▸ **SHORT TASK**
Continue the mailing-list thread on placement new and the `new` keyword from the point where it ends.

**** SELECTED TEXT

Re: [rust-dev] Placement new and the loss of `new` to keywords

[Eric Reed]

I think the idea was to have the syntax desugar into method calls just like
other existing operators.
There'd be a trait like:

trait Box<T> {
    fn box(val: T) -> Self
}

and something like "box expr in place" would desugar into
"place::box(expr)".

One question this poses is why are we requiring the "place" to be specified
all the time?
Why not let type inference handle deciding the "place" most of the time?


On Mon, Dec 2, 2013 at 10:46 AM, Erick Tryzelaar
<erick.tryzel...@gmail.com>wrote:

> Is there any way we can use a method and move semantics for this? This
> feels pretty natural to me:
>
> let foo = gc_allocator.box(bar);
>
>
> On Mon, Dec 2, 2013 at 10:23 AM, Patrick Walton <pwal...@mozilla.com>wrote:
>
>> Anything with @ feels like it goes too close to pointer sigils for my
>> taste.

********
**** STORED ROWS

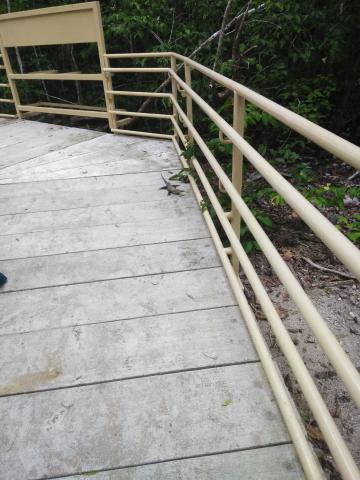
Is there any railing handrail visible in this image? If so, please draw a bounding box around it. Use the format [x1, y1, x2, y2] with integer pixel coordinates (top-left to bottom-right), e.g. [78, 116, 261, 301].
[106, 52, 360, 169]
[104, 52, 360, 480]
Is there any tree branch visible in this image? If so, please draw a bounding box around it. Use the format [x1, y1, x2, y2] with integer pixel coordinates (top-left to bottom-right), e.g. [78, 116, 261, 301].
[213, 0, 232, 70]
[127, 3, 265, 126]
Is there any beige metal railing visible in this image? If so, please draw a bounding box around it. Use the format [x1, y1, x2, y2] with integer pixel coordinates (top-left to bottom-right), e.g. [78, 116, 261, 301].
[104, 52, 360, 479]
[0, 2, 360, 480]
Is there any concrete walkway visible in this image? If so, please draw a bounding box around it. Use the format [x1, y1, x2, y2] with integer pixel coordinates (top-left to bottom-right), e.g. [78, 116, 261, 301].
[0, 120, 303, 480]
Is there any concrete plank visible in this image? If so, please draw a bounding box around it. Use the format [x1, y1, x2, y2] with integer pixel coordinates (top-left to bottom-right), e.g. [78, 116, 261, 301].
[0, 121, 104, 172]
[0, 194, 197, 235]
[0, 207, 209, 260]
[0, 364, 289, 479]
[0, 238, 220, 294]
[0, 154, 179, 184]
[0, 134, 177, 178]
[0, 169, 189, 215]
[60, 445, 305, 480]
[0, 307, 258, 396]
[0, 267, 234, 334]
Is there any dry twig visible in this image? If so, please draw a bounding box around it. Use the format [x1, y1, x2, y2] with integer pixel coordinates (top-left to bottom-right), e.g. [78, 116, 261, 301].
[301, 257, 356, 280]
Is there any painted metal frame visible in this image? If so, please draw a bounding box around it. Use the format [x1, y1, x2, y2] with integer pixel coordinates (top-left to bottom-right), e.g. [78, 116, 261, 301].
[0, 2, 116, 128]
[0, 2, 360, 480]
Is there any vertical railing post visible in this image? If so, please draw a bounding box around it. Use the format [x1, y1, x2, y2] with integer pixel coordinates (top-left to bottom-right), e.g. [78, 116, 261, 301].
[0, 35, 21, 118]
[94, 2, 117, 130]
[185, 63, 194, 145]
[171, 55, 179, 141]
[230, 92, 245, 273]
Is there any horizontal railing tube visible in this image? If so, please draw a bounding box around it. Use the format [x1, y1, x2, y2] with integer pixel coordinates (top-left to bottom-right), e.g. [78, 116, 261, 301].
[103, 67, 171, 73]
[173, 95, 360, 407]
[173, 53, 360, 169]
[105, 52, 174, 58]
[170, 71, 360, 280]
[193, 151, 360, 480]
[105, 90, 171, 98]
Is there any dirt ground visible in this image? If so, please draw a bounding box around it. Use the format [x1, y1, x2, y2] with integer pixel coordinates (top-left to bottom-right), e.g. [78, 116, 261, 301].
[243, 232, 360, 480]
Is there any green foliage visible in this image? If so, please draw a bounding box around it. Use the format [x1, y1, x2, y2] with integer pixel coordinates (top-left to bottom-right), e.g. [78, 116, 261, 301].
[336, 214, 360, 242]
[0, 0, 360, 251]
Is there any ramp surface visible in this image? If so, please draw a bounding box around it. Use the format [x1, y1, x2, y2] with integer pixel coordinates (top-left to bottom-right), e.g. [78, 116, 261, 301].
[0, 120, 303, 480]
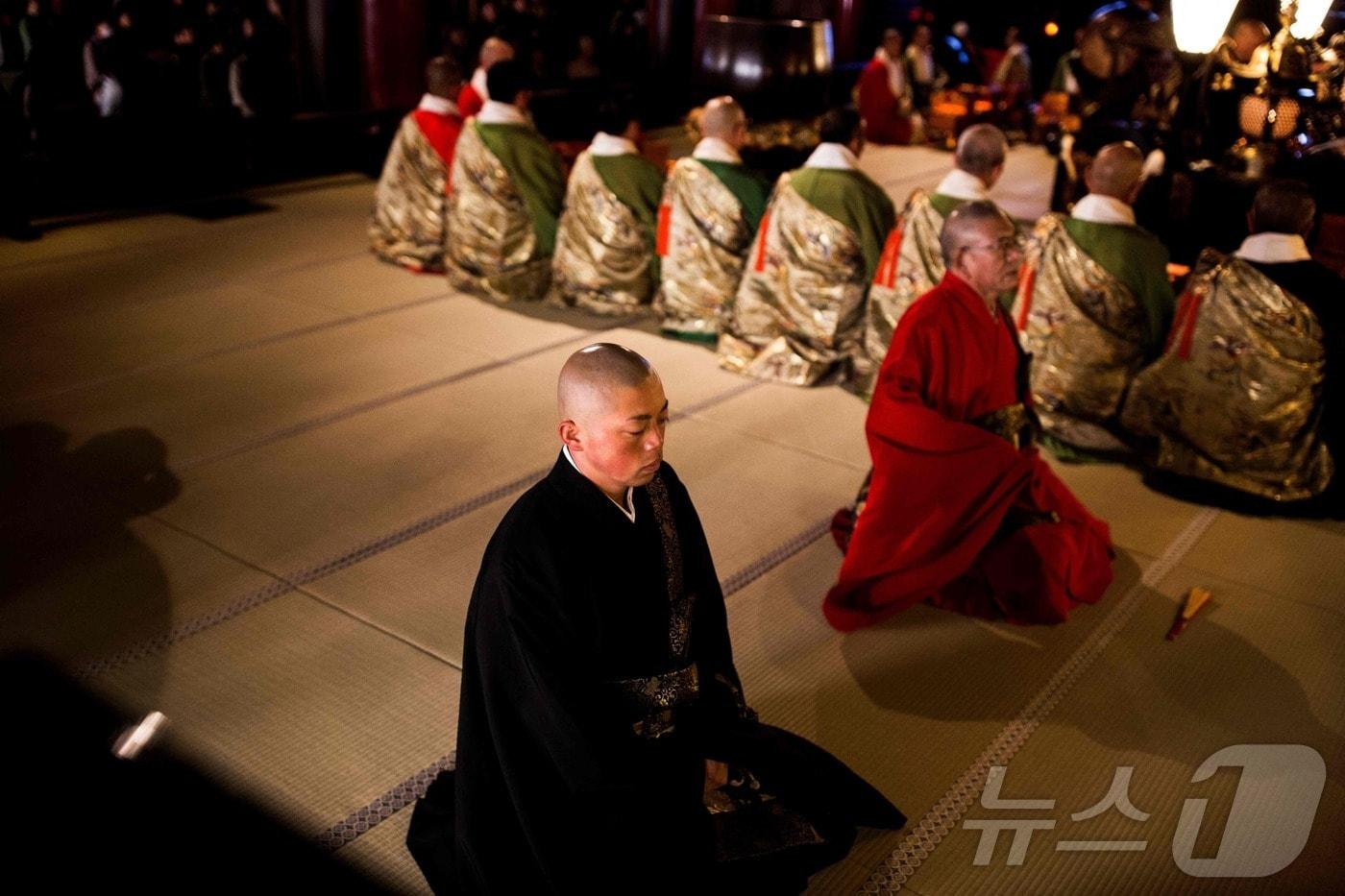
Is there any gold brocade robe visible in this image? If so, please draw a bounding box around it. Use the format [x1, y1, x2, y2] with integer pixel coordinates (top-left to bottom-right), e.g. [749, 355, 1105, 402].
[855, 190, 944, 396]
[551, 150, 655, 315]
[719, 174, 868, 386]
[653, 157, 753, 336]
[369, 115, 448, 271]
[1122, 249, 1334, 500]
[1012, 214, 1146, 450]
[444, 118, 551, 302]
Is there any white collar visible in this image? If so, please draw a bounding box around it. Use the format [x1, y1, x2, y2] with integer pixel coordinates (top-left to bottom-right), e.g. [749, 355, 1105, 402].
[472, 66, 491, 102]
[1070, 192, 1136, 226]
[1234, 232, 1312, 265]
[561, 446, 635, 522]
[803, 142, 860, 171]
[935, 168, 990, 202]
[589, 131, 640, 157]
[692, 137, 743, 165]
[477, 100, 532, 125]
[416, 93, 457, 115]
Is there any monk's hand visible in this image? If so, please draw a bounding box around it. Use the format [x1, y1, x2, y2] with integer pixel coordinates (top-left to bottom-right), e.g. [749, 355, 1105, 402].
[705, 759, 729, 794]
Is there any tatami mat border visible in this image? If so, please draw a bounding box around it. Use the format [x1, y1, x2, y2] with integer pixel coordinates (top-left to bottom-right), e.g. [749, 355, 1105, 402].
[860, 507, 1221, 893]
[317, 508, 831, 850]
[77, 376, 761, 679]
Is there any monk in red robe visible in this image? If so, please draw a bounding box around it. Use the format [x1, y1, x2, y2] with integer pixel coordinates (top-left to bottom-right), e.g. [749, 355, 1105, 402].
[823, 202, 1113, 631]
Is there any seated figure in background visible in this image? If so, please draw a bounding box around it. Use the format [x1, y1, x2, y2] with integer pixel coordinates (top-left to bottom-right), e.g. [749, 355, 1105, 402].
[457, 37, 514, 118]
[653, 97, 770, 342]
[444, 61, 565, 302]
[855, 28, 917, 145]
[406, 343, 905, 895]
[855, 124, 1009, 396]
[823, 201, 1113, 631]
[1122, 181, 1345, 503]
[551, 98, 663, 315]
[720, 109, 895, 386]
[369, 57, 463, 271]
[1013, 141, 1173, 457]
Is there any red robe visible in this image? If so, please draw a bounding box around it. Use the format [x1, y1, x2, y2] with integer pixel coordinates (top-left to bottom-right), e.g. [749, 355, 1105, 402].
[823, 273, 1113, 631]
[411, 109, 463, 171]
[457, 81, 485, 118]
[861, 57, 911, 144]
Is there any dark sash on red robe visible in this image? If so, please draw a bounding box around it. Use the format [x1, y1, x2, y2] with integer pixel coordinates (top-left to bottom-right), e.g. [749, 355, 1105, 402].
[411, 109, 463, 171]
[823, 273, 1113, 631]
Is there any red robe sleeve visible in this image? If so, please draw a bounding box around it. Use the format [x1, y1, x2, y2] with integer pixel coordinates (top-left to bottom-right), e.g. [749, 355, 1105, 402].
[414, 109, 463, 171]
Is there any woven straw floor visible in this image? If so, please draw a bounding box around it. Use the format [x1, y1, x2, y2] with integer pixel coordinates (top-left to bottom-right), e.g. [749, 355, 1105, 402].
[0, 150, 1345, 893]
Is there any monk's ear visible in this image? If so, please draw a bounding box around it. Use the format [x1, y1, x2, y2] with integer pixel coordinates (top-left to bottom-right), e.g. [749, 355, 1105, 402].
[555, 420, 584, 452]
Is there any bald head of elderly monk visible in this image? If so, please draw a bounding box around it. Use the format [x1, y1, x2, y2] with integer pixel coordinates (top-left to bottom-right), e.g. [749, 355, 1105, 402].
[557, 342, 669, 504]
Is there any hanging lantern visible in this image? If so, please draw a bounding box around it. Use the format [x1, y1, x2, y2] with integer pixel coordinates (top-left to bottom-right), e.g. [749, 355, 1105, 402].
[1281, 0, 1332, 40]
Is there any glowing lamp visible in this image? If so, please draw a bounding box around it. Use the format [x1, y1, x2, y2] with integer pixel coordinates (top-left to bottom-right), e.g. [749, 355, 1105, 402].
[1237, 94, 1302, 140]
[1173, 0, 1237, 53]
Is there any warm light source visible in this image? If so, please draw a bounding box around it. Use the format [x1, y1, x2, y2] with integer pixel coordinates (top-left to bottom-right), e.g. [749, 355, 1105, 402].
[1173, 0, 1237, 53]
[1237, 94, 1302, 140]
[1279, 0, 1332, 40]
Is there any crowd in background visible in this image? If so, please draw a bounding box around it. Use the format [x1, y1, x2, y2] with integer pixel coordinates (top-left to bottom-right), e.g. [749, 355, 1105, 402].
[438, 0, 648, 88]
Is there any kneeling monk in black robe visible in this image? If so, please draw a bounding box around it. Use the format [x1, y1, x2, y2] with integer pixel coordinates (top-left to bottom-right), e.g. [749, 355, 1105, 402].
[407, 343, 905, 893]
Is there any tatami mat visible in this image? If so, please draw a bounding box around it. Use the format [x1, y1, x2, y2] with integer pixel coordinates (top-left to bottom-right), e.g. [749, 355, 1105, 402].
[729, 529, 1147, 892]
[309, 411, 855, 664]
[155, 327, 744, 570]
[14, 306, 491, 467]
[0, 284, 332, 400]
[683, 383, 868, 471]
[95, 593, 458, 835]
[893, 567, 1345, 895]
[0, 175, 1345, 896]
[336, 808, 430, 896]
[0, 508, 273, 667]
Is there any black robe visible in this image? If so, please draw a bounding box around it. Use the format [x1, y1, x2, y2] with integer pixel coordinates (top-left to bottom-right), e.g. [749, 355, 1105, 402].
[407, 455, 905, 893]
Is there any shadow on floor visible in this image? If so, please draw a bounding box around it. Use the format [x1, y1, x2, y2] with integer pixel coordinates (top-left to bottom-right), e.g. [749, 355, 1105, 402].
[0, 423, 181, 701]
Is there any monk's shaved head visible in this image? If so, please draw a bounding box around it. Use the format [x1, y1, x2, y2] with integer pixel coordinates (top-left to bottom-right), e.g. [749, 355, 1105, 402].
[700, 97, 747, 140]
[1084, 140, 1144, 204]
[480, 37, 514, 71]
[557, 342, 658, 421]
[425, 57, 463, 100]
[955, 124, 1009, 185]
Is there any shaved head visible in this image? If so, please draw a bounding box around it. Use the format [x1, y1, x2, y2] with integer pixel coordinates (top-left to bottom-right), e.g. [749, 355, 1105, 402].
[480, 37, 514, 71]
[956, 124, 1009, 187]
[557, 342, 658, 423]
[1084, 140, 1144, 204]
[425, 57, 463, 100]
[700, 97, 747, 141]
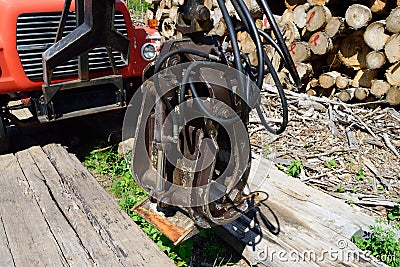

********

▸ **RESULT OF THE EXERCISE**
>>
>> Patrick
>>
>> spir <denis.s...@gmail.com> wrote:
>>>
>>> On 12/02/2013 11:57 AM, Kevin Ballard wrote:
>>>
>>>> With @ going away another possibility is to leave ~ as the normal 
>>>> allocation operator and to use @ as the placement operator. So ~expr stays 
>>>> the same and placement looks either like `@place expr` or `expr@place`
>>>
>>>
>>>
>>> I like that, with expr@place. Does this give:
>>>  let foo = ~ bar;
>>>  let placed_foo = bar @ place;
>>> ?
>>>
>>> Yet another solution, just for fun, using the fact that pointers are 
>>> supposed to
>>> "point to":
>>>
>>>
>>>  let foo = -> bar;
>>>  let placed_foo = bar -> place;
>>>
>>> Denis
>>> ------------------------------
>>>
>>> Rust-dev mailing list
>>> Rust-dev@mozilla.org
>>> https://mail.mozilla.org/listinfo/rust-dev
>>>
>>>
>> --
>> Sent from my Android phone with K-9 Mail. Please excuse my brevity.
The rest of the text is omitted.